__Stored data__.

╔══

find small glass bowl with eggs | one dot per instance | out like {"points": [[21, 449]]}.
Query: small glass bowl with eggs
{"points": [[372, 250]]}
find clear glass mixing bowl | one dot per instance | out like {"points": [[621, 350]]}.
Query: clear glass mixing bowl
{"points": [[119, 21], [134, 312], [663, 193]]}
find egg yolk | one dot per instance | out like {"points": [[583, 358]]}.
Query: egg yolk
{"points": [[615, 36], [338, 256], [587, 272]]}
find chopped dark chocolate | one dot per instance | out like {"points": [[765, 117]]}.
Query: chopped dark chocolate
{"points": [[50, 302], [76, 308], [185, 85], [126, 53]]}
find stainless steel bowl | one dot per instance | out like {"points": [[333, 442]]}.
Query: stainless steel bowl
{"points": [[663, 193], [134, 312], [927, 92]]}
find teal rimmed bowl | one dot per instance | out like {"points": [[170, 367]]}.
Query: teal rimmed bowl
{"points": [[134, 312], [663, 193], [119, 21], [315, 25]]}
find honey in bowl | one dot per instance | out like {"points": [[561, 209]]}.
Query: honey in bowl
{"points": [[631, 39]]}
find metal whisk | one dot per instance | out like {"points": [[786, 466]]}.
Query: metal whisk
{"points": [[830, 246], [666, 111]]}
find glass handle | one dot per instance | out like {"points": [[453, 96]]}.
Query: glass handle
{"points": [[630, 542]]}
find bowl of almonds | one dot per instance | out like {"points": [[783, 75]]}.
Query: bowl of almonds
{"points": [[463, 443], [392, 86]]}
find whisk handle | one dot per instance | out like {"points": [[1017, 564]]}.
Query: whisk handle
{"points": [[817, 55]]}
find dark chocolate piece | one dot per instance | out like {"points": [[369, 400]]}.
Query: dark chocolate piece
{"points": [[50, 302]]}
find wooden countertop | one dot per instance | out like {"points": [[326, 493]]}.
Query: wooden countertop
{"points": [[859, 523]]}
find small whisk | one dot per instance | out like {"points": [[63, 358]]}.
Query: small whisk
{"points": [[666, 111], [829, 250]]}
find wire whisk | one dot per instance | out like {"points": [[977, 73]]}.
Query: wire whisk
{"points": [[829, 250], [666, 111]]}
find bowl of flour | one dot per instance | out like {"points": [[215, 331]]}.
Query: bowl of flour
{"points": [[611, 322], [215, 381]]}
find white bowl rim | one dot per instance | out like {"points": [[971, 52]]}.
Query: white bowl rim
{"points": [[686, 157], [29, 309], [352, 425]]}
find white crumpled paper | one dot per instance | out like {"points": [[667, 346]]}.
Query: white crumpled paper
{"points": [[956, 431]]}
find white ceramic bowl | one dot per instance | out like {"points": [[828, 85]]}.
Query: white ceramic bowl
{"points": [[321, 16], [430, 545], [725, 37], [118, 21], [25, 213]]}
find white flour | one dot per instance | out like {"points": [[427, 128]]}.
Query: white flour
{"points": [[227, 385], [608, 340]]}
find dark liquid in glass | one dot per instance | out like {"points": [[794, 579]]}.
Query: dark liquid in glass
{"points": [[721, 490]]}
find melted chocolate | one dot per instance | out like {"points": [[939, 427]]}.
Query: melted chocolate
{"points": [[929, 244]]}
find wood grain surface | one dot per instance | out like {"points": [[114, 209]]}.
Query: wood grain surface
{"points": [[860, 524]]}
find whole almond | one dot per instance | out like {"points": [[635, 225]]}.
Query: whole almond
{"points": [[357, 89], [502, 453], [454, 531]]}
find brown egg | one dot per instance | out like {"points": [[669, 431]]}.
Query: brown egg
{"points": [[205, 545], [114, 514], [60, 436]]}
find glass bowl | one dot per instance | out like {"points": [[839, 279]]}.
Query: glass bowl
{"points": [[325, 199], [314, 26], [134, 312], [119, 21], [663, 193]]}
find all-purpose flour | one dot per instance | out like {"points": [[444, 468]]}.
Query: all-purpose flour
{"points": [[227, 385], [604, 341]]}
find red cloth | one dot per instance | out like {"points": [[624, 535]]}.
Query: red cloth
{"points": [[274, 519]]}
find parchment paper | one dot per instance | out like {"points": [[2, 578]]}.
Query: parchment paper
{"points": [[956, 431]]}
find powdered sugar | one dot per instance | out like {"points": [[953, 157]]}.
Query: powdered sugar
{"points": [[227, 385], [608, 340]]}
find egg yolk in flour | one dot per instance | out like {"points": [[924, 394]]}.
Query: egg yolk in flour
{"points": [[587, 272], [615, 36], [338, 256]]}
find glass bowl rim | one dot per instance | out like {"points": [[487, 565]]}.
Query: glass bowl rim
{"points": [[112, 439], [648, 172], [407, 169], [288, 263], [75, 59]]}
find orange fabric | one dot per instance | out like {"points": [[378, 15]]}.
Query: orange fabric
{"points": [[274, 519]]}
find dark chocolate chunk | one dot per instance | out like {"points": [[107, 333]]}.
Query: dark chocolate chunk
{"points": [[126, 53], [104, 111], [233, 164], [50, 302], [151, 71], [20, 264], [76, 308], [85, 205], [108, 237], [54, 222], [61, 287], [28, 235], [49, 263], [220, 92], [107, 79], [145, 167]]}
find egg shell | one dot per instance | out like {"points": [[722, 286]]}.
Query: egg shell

╚══

__PROMPT__. Only the lines from the one holding "find egg yolk in" through the end of the listing should be given again, exactly and with both ends included.

__ANSWER TO THIS TASK__.
find egg yolk in flour | one dot per instance | out like {"points": [[924, 394]]}.
Query: egg yolk in flour
{"points": [[587, 272], [615, 36], [338, 256]]}
find glass bowl rim | one dot per instance | out like {"points": [[487, 565]]}.
Query: glass bowl rim
{"points": [[112, 439], [648, 172], [407, 169], [288, 263], [75, 59]]}
find orange fabric | one dot per instance | out like {"points": [[378, 15]]}.
Query: orange fabric
{"points": [[274, 519]]}
find dark chocolate chunk | one dot per instance | out like {"points": [[107, 333]]}.
Query: dark chocolate chunk
{"points": [[126, 53], [104, 111], [233, 164], [50, 302], [151, 71], [20, 264], [76, 308], [85, 205], [108, 237], [54, 222], [61, 287], [28, 235], [49, 263], [220, 92], [107, 79], [145, 167]]}
find egg shell | one dot per instance | out like {"points": [[722, 286]]}.
Query: egg shell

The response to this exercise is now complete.